Problem to solve → In the forum thread about working alone, how many pictures does treemandan say he has to send to his client?

# I work alone



## treemandan (Aug 11, 2009)

Yeah, with nobody else
And you know when I work alone
I work all by myself.

Everybody wants a piece of me this week but I went a did this job and left them hanging. Really nothing much just some clearance clarence, I didn't need any help screwing it up as I can do that by myself.


----------



## treemandan (Aug 11, 2009)

I think that is all from before. I have to send all 12 of these pics to my client in Spokane.


----------



## treemandan (Aug 11, 2009)

Last 2. I did the gutters real quick too.


----------



## Rookie1 (Aug 11, 2009)

Man dont get me wrong,I like shade,but thats too many trees too close to the house. Nice looking place.


----------



## treemandan (Aug 11, 2009)

No climbing on this job except on the mushy roofs. Just a word of advice when hucking branches off the edge: Make dam ( awful dam) sure that what you toss don't snag ahold of you and take you with it. I saw a kid come off a low roof being propelled by the weight of the limb itself. He was Ok.


----------



## HS Climber (Aug 13, 2009)

Yeah that would kinda suck getting thrown off a roof. 

thats alot of shade from those trees thought and really close to the house. i would hate that. 

It didnt look like you messed anything up.


----------



## Rookie1 (Aug 13, 2009)

TreeCo said:


> Good thread Treemandan.
> 
> I enjoy working alone, especially when I'm all by myself.



I like that can I use that in my signature?


----------



## Blakesmaster (Aug 13, 2009)

I like your owl, but how'd you train it to stay so still?


----------



## Blazin (Aug 13, 2009)

I'd a trimmed those pines right to the :censored: ground! I see the roof is nice and green from em. Those white pines are nothin but a headache, you'll prolly get the job to whack em when they're on the house. LOL!


----------



## treemandan (Aug 13, 2009)

Blakesmaster said:


> I like your owl, but how'd you train it to stay so still?



It was shot and stuffed as we were not able to train it to sit there like that.

I left two skid marks on the 2nd garage roof but was able to land everything with out hitting any of the numerous lights or downspouts.

I don't know what I would do if I owned the placed and lived there, I guess I would keep em til they got just about to big to handle easily, turn the birch into some mutant pollard against the house and get some gutter gaurds?
Basically the ladies mom and dad had lived there and she is selling. I almost called her to ask if she would give the old 280 Z in the garage as payment, I dunno, maybe she would have for the 750 but I don't need a 280Z.


----------



## dancan (Aug 15, 2009)

Nice pictures !



TreeCo said:


> I enjoy working alone, especially when I'm all by myself.



So true alot of the time .


----------



## treeseer (Aug 25, 2009)

Good clearance Dan. Why do them guys say the trees are too close? Cozy is fine--it's the logs from long off that get the velocity to do damage.

Give George Thorogood some props if you wanna use that line, boys.

I drink
alone, yeah, with nobody else.
I drink
alone, yeah, with nobody else.
Yeah, you know when I drink alone, I prefer to be by myself.

[Stored data]
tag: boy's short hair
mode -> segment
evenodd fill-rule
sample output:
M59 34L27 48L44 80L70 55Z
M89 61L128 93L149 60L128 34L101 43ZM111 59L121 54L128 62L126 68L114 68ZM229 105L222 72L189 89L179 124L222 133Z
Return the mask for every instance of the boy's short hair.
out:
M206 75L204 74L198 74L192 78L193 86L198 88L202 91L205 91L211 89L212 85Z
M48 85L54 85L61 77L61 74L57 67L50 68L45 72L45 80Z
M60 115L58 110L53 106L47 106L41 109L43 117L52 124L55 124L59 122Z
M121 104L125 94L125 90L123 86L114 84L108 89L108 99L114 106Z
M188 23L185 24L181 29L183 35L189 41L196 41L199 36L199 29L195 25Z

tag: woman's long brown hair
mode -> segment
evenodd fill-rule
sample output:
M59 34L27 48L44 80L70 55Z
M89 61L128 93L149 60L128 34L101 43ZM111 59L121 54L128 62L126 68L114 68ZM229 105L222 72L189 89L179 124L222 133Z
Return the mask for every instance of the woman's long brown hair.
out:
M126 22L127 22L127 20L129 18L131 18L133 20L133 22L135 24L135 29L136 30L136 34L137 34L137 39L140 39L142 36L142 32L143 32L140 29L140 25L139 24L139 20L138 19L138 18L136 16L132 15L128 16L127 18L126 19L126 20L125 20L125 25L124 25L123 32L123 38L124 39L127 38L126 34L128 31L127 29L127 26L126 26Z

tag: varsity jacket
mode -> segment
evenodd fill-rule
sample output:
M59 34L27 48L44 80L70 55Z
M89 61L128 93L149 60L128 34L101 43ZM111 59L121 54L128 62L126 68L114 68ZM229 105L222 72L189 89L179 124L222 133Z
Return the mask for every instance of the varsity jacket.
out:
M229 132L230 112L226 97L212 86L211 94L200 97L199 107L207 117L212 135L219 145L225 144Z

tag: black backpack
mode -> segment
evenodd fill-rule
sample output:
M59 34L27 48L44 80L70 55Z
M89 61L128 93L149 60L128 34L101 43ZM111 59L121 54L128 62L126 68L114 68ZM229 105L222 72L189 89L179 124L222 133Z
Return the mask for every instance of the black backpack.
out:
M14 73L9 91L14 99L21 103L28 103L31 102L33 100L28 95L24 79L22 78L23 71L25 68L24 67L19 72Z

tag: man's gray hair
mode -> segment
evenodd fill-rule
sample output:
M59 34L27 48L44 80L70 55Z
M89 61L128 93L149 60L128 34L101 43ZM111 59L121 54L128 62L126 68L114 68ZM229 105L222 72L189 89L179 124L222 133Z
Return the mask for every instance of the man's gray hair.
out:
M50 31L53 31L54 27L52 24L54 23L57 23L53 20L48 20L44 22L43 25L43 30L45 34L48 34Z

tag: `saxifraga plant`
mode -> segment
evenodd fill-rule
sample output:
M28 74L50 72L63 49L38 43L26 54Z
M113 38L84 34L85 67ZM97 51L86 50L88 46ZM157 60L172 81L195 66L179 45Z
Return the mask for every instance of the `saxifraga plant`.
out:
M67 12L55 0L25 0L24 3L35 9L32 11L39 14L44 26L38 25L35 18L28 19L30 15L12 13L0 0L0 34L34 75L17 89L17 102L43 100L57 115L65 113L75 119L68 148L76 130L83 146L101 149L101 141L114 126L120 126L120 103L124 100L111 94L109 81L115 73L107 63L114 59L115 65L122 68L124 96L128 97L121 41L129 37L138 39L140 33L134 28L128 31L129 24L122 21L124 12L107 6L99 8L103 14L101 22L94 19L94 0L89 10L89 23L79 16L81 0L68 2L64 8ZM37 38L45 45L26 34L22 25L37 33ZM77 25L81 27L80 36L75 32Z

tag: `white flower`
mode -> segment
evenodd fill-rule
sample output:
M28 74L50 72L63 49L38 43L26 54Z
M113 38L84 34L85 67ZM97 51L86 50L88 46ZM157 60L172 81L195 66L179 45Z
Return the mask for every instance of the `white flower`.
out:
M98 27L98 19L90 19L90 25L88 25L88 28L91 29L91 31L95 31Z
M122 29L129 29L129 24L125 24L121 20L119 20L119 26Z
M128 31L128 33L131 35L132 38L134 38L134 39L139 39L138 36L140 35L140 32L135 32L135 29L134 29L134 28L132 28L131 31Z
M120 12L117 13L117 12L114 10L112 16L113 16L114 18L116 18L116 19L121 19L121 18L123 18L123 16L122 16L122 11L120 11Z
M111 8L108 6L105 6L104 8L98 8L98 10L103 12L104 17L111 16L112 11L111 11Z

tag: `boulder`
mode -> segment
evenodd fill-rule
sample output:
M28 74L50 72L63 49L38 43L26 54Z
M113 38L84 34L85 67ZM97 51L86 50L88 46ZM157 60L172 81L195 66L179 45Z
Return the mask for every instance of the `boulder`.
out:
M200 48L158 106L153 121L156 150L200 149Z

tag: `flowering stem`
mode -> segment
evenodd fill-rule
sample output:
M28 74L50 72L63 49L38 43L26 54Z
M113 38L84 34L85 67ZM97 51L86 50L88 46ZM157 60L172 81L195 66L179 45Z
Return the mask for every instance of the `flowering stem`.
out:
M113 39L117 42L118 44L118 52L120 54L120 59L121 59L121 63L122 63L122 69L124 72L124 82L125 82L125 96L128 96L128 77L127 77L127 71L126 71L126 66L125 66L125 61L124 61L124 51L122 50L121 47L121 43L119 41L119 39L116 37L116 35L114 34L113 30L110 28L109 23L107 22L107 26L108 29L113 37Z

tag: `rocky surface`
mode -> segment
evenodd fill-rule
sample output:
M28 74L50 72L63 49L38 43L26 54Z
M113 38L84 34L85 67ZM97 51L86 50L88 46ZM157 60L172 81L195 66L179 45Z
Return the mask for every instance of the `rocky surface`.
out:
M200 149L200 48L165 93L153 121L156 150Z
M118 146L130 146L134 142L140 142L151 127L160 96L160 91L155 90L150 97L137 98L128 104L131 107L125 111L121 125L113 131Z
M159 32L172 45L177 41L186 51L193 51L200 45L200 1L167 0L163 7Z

Exercise solution → 12 pictures, to his client in Spokane.